# REQUIRED TASKS
1 - In the passage on responses to the homeopathy report, rewrite the part beginning at the words "You can read" and ending after "report issued today.", changing "statement" to "press release".
2 - In the passage on responses to the homeopathy report, who chaired the Committee and issued the clarification at the start of the oral evidence check?

# DOCUMENT PASSAGE
These are some key points in the response:

  • That the report’s repeated assertion that homeopathy works on the placebo effect is untrue as there is scientific evidence to show that is not the case

  • It defended the scientific evidence base for homeopathy by stating that 87 Randomised Controlled Trials (RCTs) on homeopathic remedies at the same level of testing as other pharmaceutical medicines; of which 47 were positive, 2 were negative and 48 were inconclusive

  • Although there is evidence to suggest that homeopathy is not just the placebo effect, further research is needed

  • Rather than simply ‘feeling better’ due to placebo, patients who were treated at Homeopathic Hospitals have generally excellent Patient-reported outcome measures (PROMs) on non-minor complaints

  • Homeopathy is over 200 years old and the relationship between patients and doctors who practice homeopathy has not been damaged by their endorsement of homeopathic consultation and remedies

  • It is important that homeopathy remains funded so as to ensure patient choice

  • Overall the report is very biased against homeopathy. The BHA believes that this “narrow-minded and illiberal report is highly tendentious, consistently misrepresenting the scientific evidence to denigrate homeopathy, and making unfounded and pejorative allegations against those who advocate, practice or develop research in homeopathy”

You can read the full response online here:

http://www.facultyofhomeopathy.org/export/sites/faculty_site/ST_parts_1-6.pdf

The Society of Homeopaths responded to the report with a statement which included the following key points:

  • The Society of Homeopaths, the UK’s largest regulator of homeopaths, roundly rejects the findings of the House of Commons Science & Technology Committee Evidence Check: Homeopathy and has grave concerns about the processes that led to its report issued today.

Central to these concerns was a clarification issued at the outset of the oral evidence check by the Chair of the Committee itself, Phil Willis MP, who stated:

“…because there seems to be a little confusion about the nature of the work that we are doing, this is not an inquiry into whether homeopathy works or not. This is an inquiry which follows a series of evidence checks across a number of government departments to see whether in fact there was any evidence to support the Government’s policy towards homeopathy. I want to make that absolutely clear.”

# Saved entries
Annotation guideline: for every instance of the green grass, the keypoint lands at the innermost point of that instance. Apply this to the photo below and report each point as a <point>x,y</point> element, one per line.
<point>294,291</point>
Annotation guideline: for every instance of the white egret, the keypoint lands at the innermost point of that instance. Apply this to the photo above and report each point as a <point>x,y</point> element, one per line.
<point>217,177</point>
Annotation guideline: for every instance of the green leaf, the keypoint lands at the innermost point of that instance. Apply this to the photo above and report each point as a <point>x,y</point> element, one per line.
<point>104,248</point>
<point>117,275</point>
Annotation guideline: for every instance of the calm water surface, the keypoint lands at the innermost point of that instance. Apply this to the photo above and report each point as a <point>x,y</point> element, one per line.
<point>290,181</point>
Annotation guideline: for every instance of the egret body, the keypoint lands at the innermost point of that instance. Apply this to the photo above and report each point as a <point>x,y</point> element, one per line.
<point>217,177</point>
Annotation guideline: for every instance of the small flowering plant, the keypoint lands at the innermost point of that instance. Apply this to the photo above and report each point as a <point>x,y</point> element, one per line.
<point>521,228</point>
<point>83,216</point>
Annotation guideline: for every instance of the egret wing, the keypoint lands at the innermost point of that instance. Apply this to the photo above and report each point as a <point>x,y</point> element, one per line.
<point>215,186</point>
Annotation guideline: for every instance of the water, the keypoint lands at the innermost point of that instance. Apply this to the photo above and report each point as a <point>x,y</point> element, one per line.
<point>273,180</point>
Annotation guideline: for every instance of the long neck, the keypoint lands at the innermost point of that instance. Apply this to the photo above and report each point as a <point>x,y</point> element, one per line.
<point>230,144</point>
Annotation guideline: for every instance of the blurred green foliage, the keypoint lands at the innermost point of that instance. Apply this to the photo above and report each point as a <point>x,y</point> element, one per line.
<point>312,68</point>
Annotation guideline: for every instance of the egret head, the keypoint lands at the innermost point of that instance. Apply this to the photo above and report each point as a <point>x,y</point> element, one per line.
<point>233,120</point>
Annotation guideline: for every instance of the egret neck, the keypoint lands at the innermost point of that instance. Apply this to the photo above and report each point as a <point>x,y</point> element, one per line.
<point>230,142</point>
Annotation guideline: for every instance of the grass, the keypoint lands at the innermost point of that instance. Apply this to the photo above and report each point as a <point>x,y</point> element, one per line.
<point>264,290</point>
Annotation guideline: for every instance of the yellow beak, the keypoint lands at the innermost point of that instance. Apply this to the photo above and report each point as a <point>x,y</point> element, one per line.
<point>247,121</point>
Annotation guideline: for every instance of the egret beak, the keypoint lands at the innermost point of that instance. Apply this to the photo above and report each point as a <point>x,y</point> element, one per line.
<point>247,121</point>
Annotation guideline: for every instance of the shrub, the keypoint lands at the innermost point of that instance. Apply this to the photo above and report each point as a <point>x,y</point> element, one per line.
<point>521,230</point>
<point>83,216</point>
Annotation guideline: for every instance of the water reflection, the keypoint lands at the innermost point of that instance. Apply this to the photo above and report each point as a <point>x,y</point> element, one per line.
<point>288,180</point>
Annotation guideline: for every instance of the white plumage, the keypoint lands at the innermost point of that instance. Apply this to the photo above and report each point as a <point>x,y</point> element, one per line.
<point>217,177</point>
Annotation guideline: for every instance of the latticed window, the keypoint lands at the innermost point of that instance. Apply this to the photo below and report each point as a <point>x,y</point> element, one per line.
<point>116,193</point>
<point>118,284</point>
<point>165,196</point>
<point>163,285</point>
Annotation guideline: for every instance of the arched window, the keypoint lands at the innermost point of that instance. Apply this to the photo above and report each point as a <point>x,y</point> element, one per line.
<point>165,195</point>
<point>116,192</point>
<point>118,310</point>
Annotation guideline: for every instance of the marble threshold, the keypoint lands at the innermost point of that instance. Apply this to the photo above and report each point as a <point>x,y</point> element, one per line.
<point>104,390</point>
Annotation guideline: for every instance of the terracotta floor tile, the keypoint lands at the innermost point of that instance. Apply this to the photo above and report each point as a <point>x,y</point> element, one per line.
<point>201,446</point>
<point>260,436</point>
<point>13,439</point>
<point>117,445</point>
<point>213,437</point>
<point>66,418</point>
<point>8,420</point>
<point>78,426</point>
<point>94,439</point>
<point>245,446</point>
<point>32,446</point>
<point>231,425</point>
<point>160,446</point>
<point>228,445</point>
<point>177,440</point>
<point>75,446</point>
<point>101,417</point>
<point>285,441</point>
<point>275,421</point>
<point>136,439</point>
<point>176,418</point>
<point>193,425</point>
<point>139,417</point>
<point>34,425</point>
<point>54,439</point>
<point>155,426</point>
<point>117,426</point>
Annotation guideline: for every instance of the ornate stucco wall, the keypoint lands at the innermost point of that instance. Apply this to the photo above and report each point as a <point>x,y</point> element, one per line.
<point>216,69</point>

# ANSWERS TO THIS EXERCISE
1 -
You can read the full response online here:

http://www.facultyofhomeopathy.org/export/sites/faculty_site/ST_parts_1-6.pdf

The Society of Homeopaths responded to the report with a press release which included the following key points:

  • The Society of Homeopaths, the UK’s largest regulator of homeopaths, roundly rejects the findings of the House of Commons Science & Technology Committee Evidence Check: Homeopathy and has grave concerns about the processes that led to its report issued today.

2 - Phil Willis MP